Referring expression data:
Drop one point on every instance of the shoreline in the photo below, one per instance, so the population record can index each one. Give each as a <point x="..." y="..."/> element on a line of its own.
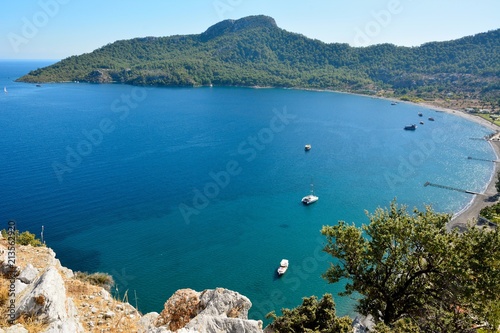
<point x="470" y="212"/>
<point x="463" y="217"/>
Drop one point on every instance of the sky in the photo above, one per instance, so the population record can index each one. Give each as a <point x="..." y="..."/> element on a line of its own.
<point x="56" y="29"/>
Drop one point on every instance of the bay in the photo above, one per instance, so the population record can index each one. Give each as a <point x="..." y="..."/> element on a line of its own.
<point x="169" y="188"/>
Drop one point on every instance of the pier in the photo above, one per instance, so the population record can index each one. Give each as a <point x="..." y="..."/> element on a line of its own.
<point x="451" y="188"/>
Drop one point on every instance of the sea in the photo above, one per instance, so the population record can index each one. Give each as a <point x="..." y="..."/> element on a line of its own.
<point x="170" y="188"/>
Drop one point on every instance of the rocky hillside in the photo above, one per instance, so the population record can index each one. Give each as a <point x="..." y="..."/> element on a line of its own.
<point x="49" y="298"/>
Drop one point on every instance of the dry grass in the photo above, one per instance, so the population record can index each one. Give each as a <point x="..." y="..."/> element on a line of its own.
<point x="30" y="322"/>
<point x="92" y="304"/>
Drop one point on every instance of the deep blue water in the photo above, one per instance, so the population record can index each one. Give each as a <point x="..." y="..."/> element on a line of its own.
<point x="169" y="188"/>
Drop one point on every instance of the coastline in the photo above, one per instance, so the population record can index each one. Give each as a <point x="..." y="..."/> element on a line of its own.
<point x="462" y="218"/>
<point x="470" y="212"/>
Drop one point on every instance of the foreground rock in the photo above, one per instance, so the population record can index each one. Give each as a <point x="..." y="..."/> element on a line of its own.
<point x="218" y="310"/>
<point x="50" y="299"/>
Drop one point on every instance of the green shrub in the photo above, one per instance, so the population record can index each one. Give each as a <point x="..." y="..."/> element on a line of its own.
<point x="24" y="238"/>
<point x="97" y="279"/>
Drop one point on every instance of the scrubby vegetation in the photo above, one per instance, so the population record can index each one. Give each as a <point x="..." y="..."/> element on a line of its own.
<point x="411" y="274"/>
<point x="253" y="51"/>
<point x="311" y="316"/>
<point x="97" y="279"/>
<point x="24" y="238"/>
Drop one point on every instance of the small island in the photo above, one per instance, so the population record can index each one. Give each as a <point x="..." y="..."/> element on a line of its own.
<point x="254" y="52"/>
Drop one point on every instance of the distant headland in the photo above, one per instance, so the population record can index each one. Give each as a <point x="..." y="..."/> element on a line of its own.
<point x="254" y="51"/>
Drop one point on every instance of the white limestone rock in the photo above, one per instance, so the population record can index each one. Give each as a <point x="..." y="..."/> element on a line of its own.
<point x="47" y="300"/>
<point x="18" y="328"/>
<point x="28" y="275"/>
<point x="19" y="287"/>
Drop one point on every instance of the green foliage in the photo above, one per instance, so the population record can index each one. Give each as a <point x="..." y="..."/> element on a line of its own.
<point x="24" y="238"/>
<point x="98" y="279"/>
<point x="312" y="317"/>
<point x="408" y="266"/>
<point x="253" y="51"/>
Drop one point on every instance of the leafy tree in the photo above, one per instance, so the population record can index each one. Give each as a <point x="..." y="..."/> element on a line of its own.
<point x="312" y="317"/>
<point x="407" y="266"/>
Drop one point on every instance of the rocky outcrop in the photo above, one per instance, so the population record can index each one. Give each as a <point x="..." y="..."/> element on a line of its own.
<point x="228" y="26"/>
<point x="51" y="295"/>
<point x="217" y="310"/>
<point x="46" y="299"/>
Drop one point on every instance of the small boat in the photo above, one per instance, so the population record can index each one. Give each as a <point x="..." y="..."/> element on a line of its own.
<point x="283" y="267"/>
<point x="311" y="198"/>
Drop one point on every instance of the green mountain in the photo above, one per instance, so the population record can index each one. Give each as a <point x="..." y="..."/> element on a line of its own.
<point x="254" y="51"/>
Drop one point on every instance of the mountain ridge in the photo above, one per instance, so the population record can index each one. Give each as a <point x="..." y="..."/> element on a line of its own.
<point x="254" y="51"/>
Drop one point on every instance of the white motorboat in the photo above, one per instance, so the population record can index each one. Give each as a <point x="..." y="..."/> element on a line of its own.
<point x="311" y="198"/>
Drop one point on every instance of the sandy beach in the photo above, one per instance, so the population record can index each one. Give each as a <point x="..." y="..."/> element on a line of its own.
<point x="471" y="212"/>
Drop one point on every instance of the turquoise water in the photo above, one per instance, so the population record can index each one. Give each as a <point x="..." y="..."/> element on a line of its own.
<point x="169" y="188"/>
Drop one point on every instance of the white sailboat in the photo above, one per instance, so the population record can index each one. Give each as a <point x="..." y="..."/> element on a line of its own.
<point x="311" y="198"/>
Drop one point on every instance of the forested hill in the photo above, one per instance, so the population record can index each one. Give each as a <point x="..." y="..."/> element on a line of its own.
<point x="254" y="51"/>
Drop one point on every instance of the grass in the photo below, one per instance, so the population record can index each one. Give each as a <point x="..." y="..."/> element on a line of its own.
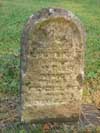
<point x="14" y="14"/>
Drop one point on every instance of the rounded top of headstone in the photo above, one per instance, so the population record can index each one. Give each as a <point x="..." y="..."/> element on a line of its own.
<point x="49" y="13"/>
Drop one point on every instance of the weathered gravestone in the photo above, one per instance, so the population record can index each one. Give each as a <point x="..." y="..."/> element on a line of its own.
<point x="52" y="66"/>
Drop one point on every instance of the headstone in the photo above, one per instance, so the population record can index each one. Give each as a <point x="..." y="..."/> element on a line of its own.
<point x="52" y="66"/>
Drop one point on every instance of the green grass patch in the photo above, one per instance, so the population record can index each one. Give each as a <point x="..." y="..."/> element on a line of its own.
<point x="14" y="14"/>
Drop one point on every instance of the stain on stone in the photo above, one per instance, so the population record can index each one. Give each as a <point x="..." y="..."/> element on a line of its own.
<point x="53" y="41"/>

About this task: With the pictures dropped, give every entry above again exactly.

Solution for this task:
Drop one point on every instance of the shoreline in the photo below, one per instance, so the population record can index each one. Give each as a <point x="..." y="..."/> element on a line of its own.
<point x="470" y="212"/>
<point x="463" y="217"/>
Drop one point on every instance of the sky in the photo above, one per instance, so the population record can index each one. Give each as a <point x="..." y="..."/> element on a line of its own.
<point x="56" y="29"/>
Drop one point on every instance of the bay in the photo above, one per instance, so the population record can index each one. Give each as a <point x="..." y="..."/> element on a line of its own.
<point x="169" y="188"/>
Drop one point on every instance of the pier in the photo above, one per instance, so the population record can index each one. Give each as a <point x="..." y="..."/> element on a line of its own.
<point x="451" y="188"/>
Drop one point on every instance of the sea in the photo above, one per instance, so the population record can index each one. Give each as a <point x="..." y="..."/> element on a line of its own.
<point x="170" y="188"/>
Drop one point on every instance of the rocky hillside in the photo above, one per instance, so the population record can index each one. Give each as a <point x="..." y="..."/> element on a line of its own.
<point x="49" y="298"/>
Drop one point on every instance of the dry grass in the photo above, one per instance, so the population record can index each one. Give each as a <point x="..." y="..."/> element on a line of its own.
<point x="30" y="322"/>
<point x="92" y="304"/>
Drop one point on every instance of the deep blue water in the photo above, one per instance, so the population record can index each one. Give each as a <point x="..." y="..."/> element on a line of its own.
<point x="169" y="188"/>
Drop one point on every instance of the coastline in the photo above, one per instance, so the population record can index each one. Give each as a <point x="..." y="..."/> element on a line of its own.
<point x="462" y="218"/>
<point x="470" y="212"/>
Drop one point on every instance of the foreground rock in the photo above, one per instance, so the population record can index each one. Give each as a <point x="..." y="..."/> element on a line of its own.
<point x="218" y="310"/>
<point x="50" y="299"/>
Drop one point on every instance of the green shrub in the photo above, one per instance, so the population record can index each one. Give each as a <point x="..." y="..."/> element on a line of its own.
<point x="24" y="238"/>
<point x="97" y="279"/>
Drop one point on every instance of the scrubby vegetation in the photo above, one per instance, so the population record can index each one. Give each as a <point x="..." y="..."/> element on a line of its own.
<point x="411" y="274"/>
<point x="253" y="51"/>
<point x="311" y="316"/>
<point x="97" y="279"/>
<point x="24" y="238"/>
Drop one point on every instance of the small island in the photo above, one per instance, so the population record can index each one. Give each as a <point x="..." y="..."/> element on a line of its own.
<point x="254" y="52"/>
Drop one point on every instance of the distant headland in the photo above, one per instance, so the population record can index each one. Give each as a <point x="..." y="..."/> element on a line of its own.
<point x="254" y="51"/>
Drop one point on every instance of the white limestone rock in the photo above, one per instance, so the population record can index each one. Give each as a <point x="..." y="..."/> element on a line of its own.
<point x="47" y="300"/>
<point x="18" y="328"/>
<point x="28" y="275"/>
<point x="19" y="287"/>
Drop one point on every instance of the green foliage in the photo above, one per instance, so the population record can index each one. Give each as a <point x="..." y="..."/> element on a line of its own.
<point x="24" y="238"/>
<point x="98" y="279"/>
<point x="312" y="317"/>
<point x="408" y="266"/>
<point x="253" y="51"/>
Drop one point on every instance of the leafy tree in the photo above, one per instance, so the population record can index each one. Give each as a <point x="..." y="..."/> element on a line of its own.
<point x="312" y="317"/>
<point x="407" y="266"/>
Drop one point on every instance of the rocky outcrop in the photo above, one per instance, so the population record can index each one. Give each as a <point x="..." y="..."/> element on a line of its own.
<point x="228" y="26"/>
<point x="51" y="295"/>
<point x="217" y="310"/>
<point x="46" y="299"/>
Drop one point on every instance of the small boat in the photo above, one per instance, so the population record can index each one. Give each as a <point x="..." y="..."/> element on a line of its own.
<point x="283" y="267"/>
<point x="311" y="198"/>
Drop one point on every instance of the green mountain in the photo above, one per instance, so the population record can index each one. Give each as a <point x="..." y="..."/> element on a line of its own.
<point x="254" y="51"/>
Drop one point on every instance of the mountain ridge in the photo above, one per instance, so the population record can index each one. Give each as a <point x="..." y="..."/> element on a line of its own.
<point x="254" y="51"/>
Drop one point on every instance of the white motorboat in the photo above, one per instance, so the population record can index each one. Give each as a <point x="..." y="..."/> element on a line of its own.
<point x="311" y="198"/>
Drop one point on every instance of the sandy beach in the photo above, one per instance, so the population record can index each one. Give each as a <point x="..." y="..."/> element on a line of its own.
<point x="471" y="212"/>
Drop one point on every instance of the turquoise water in the photo above, one per instance, so the population record can index each one. Give each as a <point x="..." y="..."/> element on a line of its own.
<point x="169" y="188"/>
Drop one point on every instance of the white sailboat in the photo above, one per instance, so the population record can index each one. Give each as a <point x="..." y="..."/> element on a line of its own.
<point x="311" y="198"/>
Drop one point on every instance of the forested hill in the photo above, one per instance, so the population record can index each one. Give each as a <point x="..." y="..."/> element on a line of its own.
<point x="254" y="51"/>
Drop one point on every instance of the grass in the photo below, one per instance, so the population record can index each one. Give each as a <point x="..." y="..."/> element on a line of its own.
<point x="14" y="14"/>
Drop one point on every instance of the rounded top of headstone in the photo above, one per instance, so the population record can index each one. Give each as a <point x="..." y="..."/> element on a line of its own.
<point x="49" y="13"/>
Drop one point on every instance of the weathered gravestone in the photo above, one per instance, so the population record can index each one. Give each as a <point x="..." y="..."/> element on a line of its own.
<point x="52" y="66"/>
Drop one point on every instance of the headstone in the photo above, one per instance, so the population record can index each one. Give each as a <point x="..." y="..."/> element on a line of its own.
<point x="52" y="66"/>
Drop one point on every instance of the green grass patch in the photo above, one per instance, so the population record can index each one. Give each as a <point x="..." y="..."/> element on a line of its own.
<point x="14" y="14"/>
Drop one point on every instance of the stain on stone in the photo above, one per instance, so the population record can index each one. Give each as a <point x="..." y="..."/> element on a line of its own.
<point x="53" y="41"/>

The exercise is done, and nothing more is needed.